:: Extracted information

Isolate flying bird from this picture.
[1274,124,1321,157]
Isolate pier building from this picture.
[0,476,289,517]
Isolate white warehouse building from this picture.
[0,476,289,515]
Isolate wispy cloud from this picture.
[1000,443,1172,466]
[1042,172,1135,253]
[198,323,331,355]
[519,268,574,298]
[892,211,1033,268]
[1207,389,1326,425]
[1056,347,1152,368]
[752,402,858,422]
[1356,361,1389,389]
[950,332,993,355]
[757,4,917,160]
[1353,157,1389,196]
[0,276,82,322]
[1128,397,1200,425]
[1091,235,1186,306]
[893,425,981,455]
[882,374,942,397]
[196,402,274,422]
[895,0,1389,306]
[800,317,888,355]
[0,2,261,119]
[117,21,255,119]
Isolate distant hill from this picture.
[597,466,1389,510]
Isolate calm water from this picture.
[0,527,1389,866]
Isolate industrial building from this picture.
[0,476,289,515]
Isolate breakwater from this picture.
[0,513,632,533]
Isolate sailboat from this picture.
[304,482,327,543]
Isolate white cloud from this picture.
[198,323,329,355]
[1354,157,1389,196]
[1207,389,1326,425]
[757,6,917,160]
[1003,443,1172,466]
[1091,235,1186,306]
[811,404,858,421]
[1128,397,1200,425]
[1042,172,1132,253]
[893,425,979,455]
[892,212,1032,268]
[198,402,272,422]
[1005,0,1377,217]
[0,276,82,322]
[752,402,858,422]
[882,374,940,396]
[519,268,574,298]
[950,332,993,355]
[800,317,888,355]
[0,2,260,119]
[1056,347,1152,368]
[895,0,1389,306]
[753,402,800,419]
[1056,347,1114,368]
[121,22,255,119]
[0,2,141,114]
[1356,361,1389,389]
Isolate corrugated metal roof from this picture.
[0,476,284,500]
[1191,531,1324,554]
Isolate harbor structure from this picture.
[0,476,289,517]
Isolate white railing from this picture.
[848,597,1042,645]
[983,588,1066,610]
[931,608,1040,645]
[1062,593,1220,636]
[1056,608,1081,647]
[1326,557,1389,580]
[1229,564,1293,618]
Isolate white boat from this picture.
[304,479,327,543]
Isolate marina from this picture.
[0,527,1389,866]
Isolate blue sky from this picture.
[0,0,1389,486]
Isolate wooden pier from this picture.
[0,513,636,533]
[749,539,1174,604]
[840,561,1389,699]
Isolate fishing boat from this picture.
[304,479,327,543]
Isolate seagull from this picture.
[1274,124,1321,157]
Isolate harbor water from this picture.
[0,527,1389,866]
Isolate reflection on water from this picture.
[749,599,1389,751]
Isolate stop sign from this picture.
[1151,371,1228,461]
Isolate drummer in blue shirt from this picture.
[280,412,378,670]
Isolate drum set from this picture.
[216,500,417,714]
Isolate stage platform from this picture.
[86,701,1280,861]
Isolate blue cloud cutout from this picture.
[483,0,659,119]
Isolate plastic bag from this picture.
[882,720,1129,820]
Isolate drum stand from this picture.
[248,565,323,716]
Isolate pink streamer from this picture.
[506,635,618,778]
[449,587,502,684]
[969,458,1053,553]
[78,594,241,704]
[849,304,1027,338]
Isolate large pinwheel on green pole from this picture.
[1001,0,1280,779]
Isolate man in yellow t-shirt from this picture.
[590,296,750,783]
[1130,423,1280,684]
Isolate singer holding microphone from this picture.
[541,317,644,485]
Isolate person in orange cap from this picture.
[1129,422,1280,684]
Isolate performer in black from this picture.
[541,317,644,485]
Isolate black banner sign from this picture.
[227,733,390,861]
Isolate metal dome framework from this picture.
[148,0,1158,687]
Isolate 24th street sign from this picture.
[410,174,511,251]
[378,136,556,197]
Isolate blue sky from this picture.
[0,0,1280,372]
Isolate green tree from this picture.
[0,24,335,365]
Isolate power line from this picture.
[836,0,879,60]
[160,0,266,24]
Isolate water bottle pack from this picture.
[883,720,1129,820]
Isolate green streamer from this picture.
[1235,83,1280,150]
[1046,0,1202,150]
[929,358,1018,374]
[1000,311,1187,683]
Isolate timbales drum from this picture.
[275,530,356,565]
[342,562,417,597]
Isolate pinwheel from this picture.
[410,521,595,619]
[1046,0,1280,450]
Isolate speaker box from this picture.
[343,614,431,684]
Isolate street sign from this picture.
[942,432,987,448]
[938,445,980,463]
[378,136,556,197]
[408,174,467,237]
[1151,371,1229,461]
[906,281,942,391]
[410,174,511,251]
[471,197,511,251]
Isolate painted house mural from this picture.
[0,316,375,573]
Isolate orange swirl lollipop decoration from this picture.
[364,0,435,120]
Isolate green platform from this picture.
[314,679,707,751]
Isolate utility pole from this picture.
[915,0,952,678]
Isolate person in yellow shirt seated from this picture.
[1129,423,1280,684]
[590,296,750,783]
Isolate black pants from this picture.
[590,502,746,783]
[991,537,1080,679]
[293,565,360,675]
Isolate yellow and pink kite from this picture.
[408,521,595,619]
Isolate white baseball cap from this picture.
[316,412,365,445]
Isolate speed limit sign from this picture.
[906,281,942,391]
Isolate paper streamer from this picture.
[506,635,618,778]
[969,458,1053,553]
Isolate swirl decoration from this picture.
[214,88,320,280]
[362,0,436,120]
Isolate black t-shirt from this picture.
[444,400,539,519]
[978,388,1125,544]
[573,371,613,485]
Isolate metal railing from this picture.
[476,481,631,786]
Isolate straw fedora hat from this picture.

::::

- _Job_
Collect each line of the records above that contains the word "sign".

- _Solution for this exercise_
Isolate stop sign from this picture.
Isolate black banner sign from this picture.
Isolate 24th street sign from this picture.
Isolate street sign from this picture.
Isolate speed limit sign from this picture.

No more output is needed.